→ STATED EXERCISE:
Reproduce the entries below from their first line through the line with "x=17, y=588", changing "set a pin" to "place a pin" and keeping every other word intact. Return only that stretch of lines.

★ ★ ★

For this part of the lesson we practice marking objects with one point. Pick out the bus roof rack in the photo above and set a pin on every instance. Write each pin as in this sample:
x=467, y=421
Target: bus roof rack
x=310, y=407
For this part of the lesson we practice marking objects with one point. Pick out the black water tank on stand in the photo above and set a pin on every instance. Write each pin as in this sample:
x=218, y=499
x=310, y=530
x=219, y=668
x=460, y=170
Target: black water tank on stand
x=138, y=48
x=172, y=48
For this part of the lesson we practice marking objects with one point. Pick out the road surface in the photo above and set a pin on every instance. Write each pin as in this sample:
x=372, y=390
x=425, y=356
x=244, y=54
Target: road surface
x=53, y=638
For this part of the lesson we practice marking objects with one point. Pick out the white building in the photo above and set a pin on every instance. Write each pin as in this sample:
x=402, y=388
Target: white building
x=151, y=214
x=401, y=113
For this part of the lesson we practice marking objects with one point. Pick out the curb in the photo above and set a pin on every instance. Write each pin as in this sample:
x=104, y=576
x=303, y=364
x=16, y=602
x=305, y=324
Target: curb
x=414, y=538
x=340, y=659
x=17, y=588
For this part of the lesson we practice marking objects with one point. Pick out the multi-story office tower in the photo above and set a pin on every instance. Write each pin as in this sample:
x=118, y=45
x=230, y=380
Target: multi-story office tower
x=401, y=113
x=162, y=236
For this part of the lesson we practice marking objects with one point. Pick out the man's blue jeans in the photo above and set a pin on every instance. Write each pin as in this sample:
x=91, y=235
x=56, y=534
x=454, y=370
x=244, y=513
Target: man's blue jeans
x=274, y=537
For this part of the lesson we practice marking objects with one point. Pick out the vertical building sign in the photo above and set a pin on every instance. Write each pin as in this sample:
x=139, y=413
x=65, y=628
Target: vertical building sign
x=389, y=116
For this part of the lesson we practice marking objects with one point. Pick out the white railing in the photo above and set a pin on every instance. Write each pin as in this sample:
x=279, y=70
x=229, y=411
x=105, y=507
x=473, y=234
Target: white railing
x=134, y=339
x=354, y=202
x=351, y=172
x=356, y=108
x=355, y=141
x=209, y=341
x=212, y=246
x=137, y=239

★ ★ ★

→ CORRECT ANSWER:
For this part of the lesson we practice marking objects with one point. Pick out the bus roof rack in the photo above and place a pin on every instance. Write each pin as in this sample:
x=467, y=421
Target: bus roof rack
x=310, y=407
For this part of the lesson we practice marking objects with one point. Pick out the black water tank on stand in the photo above and place a pin on every instance. Write each pin as in this sample:
x=218, y=499
x=310, y=530
x=219, y=668
x=460, y=170
Target: black water tank on stand
x=138, y=48
x=172, y=48
For this part of the lesson we practice marking objects with one point. Pick out the road surface in the photo above and place a pin on every instance. Write each pin as in this sample:
x=372, y=390
x=425, y=356
x=244, y=54
Target: road surface
x=53, y=638
For this part of the lesson we practice marking objects with one point. Pick out the white building in the photo above and place a pin on every instance. Write each pin as in this sample:
x=402, y=388
Target: white building
x=151, y=214
x=401, y=113
For this part of the lesson we practice marking objects with one point. Pick out the curb in the photo above and place a pin on every instance. Write each pin as in this sample:
x=104, y=576
x=303, y=364
x=16, y=602
x=305, y=324
Target: curb
x=414, y=538
x=340, y=659
x=17, y=588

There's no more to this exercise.